» DATASET EXCERPTS

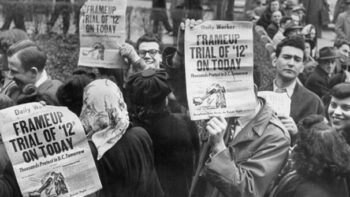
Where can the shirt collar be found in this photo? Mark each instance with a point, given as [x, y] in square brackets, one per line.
[289, 89]
[43, 77]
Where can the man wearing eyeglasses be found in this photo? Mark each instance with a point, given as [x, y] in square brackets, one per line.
[148, 47]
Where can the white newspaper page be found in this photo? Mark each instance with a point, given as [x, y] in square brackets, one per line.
[279, 102]
[49, 151]
[102, 32]
[219, 69]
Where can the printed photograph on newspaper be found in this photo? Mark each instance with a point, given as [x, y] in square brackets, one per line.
[219, 69]
[49, 151]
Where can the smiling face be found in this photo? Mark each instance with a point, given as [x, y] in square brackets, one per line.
[276, 17]
[289, 63]
[149, 52]
[339, 112]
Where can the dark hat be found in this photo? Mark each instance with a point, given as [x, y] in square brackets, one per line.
[327, 53]
[290, 26]
[149, 87]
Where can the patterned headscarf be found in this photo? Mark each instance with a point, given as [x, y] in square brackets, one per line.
[104, 114]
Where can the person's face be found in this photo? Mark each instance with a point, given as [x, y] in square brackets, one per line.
[339, 112]
[313, 33]
[289, 63]
[149, 51]
[344, 50]
[328, 66]
[307, 49]
[276, 17]
[295, 19]
[294, 32]
[274, 6]
[309, 68]
[18, 74]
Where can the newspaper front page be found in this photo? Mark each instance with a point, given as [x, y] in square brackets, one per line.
[102, 32]
[219, 69]
[49, 151]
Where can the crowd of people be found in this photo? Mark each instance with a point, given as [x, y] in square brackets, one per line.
[157, 151]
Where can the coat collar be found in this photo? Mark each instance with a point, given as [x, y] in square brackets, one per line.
[256, 127]
[321, 72]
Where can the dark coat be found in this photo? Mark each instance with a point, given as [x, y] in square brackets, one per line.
[336, 79]
[176, 146]
[272, 29]
[303, 103]
[318, 82]
[302, 187]
[252, 160]
[317, 13]
[265, 19]
[127, 169]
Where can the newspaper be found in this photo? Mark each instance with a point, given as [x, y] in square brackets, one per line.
[102, 32]
[49, 151]
[219, 69]
[279, 102]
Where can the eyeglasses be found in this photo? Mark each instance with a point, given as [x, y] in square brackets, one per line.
[151, 52]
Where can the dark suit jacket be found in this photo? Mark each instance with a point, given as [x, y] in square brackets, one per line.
[303, 103]
[318, 82]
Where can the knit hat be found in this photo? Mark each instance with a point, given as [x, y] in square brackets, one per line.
[149, 87]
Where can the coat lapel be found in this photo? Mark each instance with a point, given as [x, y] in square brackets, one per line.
[255, 127]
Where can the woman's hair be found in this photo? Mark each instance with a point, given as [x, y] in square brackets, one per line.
[321, 152]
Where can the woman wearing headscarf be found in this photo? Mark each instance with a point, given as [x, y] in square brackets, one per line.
[123, 154]
[174, 136]
[321, 162]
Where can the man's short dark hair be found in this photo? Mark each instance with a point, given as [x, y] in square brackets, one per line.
[29, 54]
[285, 19]
[341, 91]
[148, 38]
[293, 41]
[340, 42]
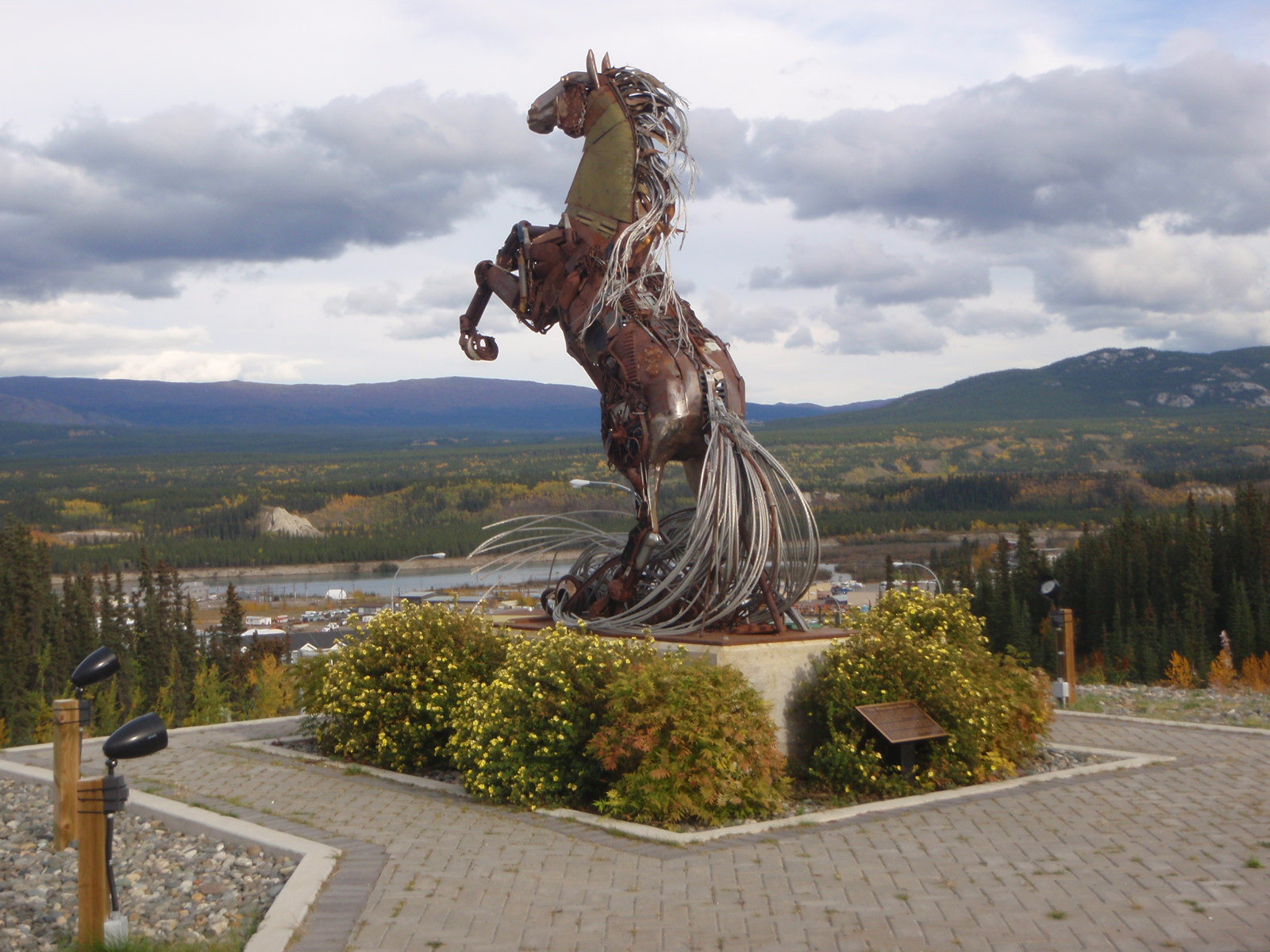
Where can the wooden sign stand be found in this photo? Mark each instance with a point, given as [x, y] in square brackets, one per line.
[94, 894]
[67, 735]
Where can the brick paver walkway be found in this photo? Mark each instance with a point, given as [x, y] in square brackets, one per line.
[1170, 856]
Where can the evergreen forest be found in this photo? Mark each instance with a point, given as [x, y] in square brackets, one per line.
[46, 630]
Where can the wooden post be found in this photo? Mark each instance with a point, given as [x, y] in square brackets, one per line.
[1064, 628]
[67, 766]
[94, 890]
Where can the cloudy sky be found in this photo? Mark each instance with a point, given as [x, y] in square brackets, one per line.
[889, 201]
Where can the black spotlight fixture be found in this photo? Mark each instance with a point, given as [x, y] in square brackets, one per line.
[92, 670]
[140, 736]
[1051, 589]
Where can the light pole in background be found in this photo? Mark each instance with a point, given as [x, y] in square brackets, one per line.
[939, 589]
[581, 484]
[412, 559]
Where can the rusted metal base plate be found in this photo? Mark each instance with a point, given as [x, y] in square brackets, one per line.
[753, 635]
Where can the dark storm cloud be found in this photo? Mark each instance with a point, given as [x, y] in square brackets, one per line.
[1106, 148]
[126, 206]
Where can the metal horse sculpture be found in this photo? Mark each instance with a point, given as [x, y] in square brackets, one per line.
[668, 387]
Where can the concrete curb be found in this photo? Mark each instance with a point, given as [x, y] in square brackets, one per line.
[1119, 761]
[287, 913]
[1165, 723]
[268, 747]
[1123, 761]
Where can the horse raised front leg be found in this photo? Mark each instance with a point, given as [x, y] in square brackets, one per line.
[491, 279]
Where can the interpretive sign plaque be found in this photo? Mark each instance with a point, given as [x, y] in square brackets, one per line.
[903, 724]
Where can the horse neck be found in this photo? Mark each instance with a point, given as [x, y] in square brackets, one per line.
[602, 194]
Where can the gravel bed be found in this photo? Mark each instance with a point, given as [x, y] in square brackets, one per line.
[1237, 708]
[171, 885]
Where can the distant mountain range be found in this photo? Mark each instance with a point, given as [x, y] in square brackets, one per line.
[1104, 384]
[1109, 382]
[444, 404]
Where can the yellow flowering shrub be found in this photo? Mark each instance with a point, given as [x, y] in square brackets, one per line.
[522, 736]
[387, 697]
[690, 743]
[933, 651]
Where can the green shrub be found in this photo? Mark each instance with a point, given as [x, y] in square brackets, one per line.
[387, 697]
[930, 651]
[522, 738]
[692, 743]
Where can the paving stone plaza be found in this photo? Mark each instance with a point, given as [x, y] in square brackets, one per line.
[1170, 856]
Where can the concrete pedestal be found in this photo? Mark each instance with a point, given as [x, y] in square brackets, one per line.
[775, 668]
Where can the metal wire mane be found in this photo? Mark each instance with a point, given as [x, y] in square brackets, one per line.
[660, 124]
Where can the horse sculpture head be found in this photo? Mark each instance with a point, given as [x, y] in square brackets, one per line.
[564, 106]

» PROBLEM
The records must come back exactly, with their pictures removed.

» TASK OUTPUT
Where can the shirt collar be found in this photo? Mark each instance with a point, given as [x, y] in square brackets, one per line.
[289, 89]
[43, 77]
Where can the man wearing eyeglasses be found in this photo? Mark each instance with a point, given as [x, y] in square brackets, one per line.
[148, 47]
Where can the white newspaper page be found in this photo? Mark each instance with a point, given as [x, y] in square brackets, one per line.
[279, 102]
[49, 151]
[102, 32]
[219, 69]
Where can the printed photograph on newspaper be found in this photo? Mark each instance with a point, given as [x, y] in square brackets, one per line.
[219, 69]
[49, 151]
Where can the smiling face be found in this photo? Mark each instance with a point, given as [x, y] in square brackets, one per line.
[276, 17]
[289, 63]
[149, 52]
[339, 112]
Where can the dark hat be found in this photo? Mark each instance with a point, given as [x, y] in square brackets, one per line.
[327, 53]
[290, 26]
[149, 87]
Where can the patterned headscarf be found in this photo? Mark each instance with a point, given as [x, y] in square brackets, one per line.
[104, 114]
Where can the person's face be found in this photo? Mark each instance with a point, given as [x, y] in square brackets, one per line.
[339, 112]
[313, 33]
[289, 63]
[149, 51]
[344, 50]
[328, 66]
[307, 49]
[276, 17]
[295, 19]
[294, 32]
[274, 6]
[309, 68]
[18, 74]
Where can the newspaper front page be found in this photo? Mark each instance with a point, given as [x, y] in square brackets, one per line.
[102, 32]
[219, 69]
[49, 151]
Where can the crowd of people be found in this photo? Mark each instance with a point, given as [x, y] in square brackets, one per line.
[157, 151]
Where can the coat collar be found in this photo? Mark each instance with a point, given as [x, y] in square brackets, one per line.
[256, 127]
[321, 72]
Where can the dark coat be found in this photo? Mark each instance with a point, given as [x, y] in square brackets, one per line.
[336, 79]
[176, 146]
[272, 29]
[303, 103]
[318, 82]
[302, 187]
[252, 160]
[317, 13]
[265, 19]
[127, 169]
Where can the newspaper be found in this photo? Mark each instance with a point, given as [x, y] in square brackets, one per line.
[102, 32]
[49, 151]
[219, 69]
[279, 102]
Where can the eyeglasses be found in this photo? Mark each instance with a point, given as [x, y] in square brackets, one per line.
[151, 52]
Where can the dark suit jacket be found in this photo? Mark each instance with a point, given as [x, y] in square brackets, one per line.
[303, 103]
[318, 82]
Where can the knit hat be found in this photo? Mark each instance with a point, given as [x, y] in square brackets, one per line.
[149, 87]
Where can the coat lapel be found in this photo? Mark each instance with a point, given as [x, y] in square brackets, one per line.
[255, 127]
Where can the woman's hair be found in this photo? Mark each instance with a point, given as [x, y] in square brackets, one per line.
[321, 152]
Where can the woman wearing headscarf be found in this photo? Mark each instance with a point, given as [x, y] in square brackets, one per line.
[123, 154]
[174, 136]
[321, 162]
Where can the man's short dark hair be found in this photo? Mark each instance with a point, given as [x, y] in square brackets, one per line.
[29, 54]
[285, 19]
[341, 91]
[148, 38]
[293, 41]
[340, 42]
Where can the wooden sign stand be found in this photo? Mark each instance with a point, given as [x, y] in square brackets, one per line.
[94, 894]
[67, 735]
Where can the brick paver walkway be found in this photo? Mark each instance with a point, given as [x, y] in square brackets, one per line.
[1170, 856]
Where can the evergreen forest be found in this photo? Mark each instance with a point, given as [x, y] in square brackets, one per line.
[46, 630]
Where can the wooden post be found in this photo? Mark each instance with a point, given as [x, y] in square brackets, one per line.
[1064, 628]
[67, 766]
[94, 890]
Where can the cloudy sky be found in this photo? Mark each instance with a point, given as [x, y] in square brackets, one per line.
[889, 201]
Where can the black spotlight fixture be found in this photo? Mark each instance with a point, given as [x, y] in square brackets, one per line.
[92, 670]
[140, 736]
[1051, 589]
Where can the light pole in background be found in this photo? Mark each instance with a point, given as [x, y] in square brackets, one per line.
[939, 589]
[581, 484]
[412, 559]
Where can the rusted metal base plate be found in this photo? Mark each instance with a point, given as [x, y] in square brackets, one per line.
[753, 635]
Where can the dark storm cloud be found in this photo? Mark each instance with a point, given as [x, y] in square brackets, one per line.
[1106, 148]
[126, 206]
Where can the metal horse sculpture be found in this photo? Mark each instance with a point, given as [x, y] in square brackets, one per line.
[668, 387]
Where can the concrete curb be found in this photo? Mark each instance with a point, given as [x, y] in square brackets, one per line.
[1119, 761]
[287, 913]
[1165, 723]
[268, 747]
[1123, 761]
Where can the horse raised front leg be found in this photo? Mark each instance with a point, given as [x, y] in square brackets, one per line.
[491, 279]
Where can the interpretive sign plaque be found in this photo? Mark each instance with a point, given as [x, y] in square brackets, one per line.
[903, 724]
Where can the horse neck be found in this photo? Mark each instance with a point, given as [x, y] in square brackets, one per line.
[602, 194]
Where can the gravel bed be found in this photo? Mark each instance with a point, given as [x, y] in square brackets, one per line.
[1237, 708]
[171, 885]
Where can the distant mountain range be found in this photo? Mark each instance with a point, given as [x, y] in square brackets, one per line.
[1104, 384]
[1109, 382]
[444, 404]
Where can the yellow flowering shrub be found in this photo? Mark each instance with a point, given as [x, y] in square brackets, one per line.
[522, 736]
[387, 697]
[690, 743]
[933, 651]
Where can the green shrub be found in this photo? Mark each instance with a point, given as [x, y] in square brackets, one per line.
[387, 697]
[930, 651]
[522, 738]
[692, 743]
Where can the paving stone plaza be found in this photo? Mark each instance with a point, given as [x, y] in square brackets, one per line.
[1170, 856]
Where can the concrete pedestal be found in this photo? Mark each instance with a point, given as [x, y] in square brackets, one per line.
[775, 668]
Where can the metal wire mane be found in this photo? Mark each instance with a point, given as [x, y] in square brackets, one per line.
[660, 124]
Where can the horse sculpture head be found in this photo? Mark each instance with a point, given as [x, y] in square brackets, one per line.
[564, 106]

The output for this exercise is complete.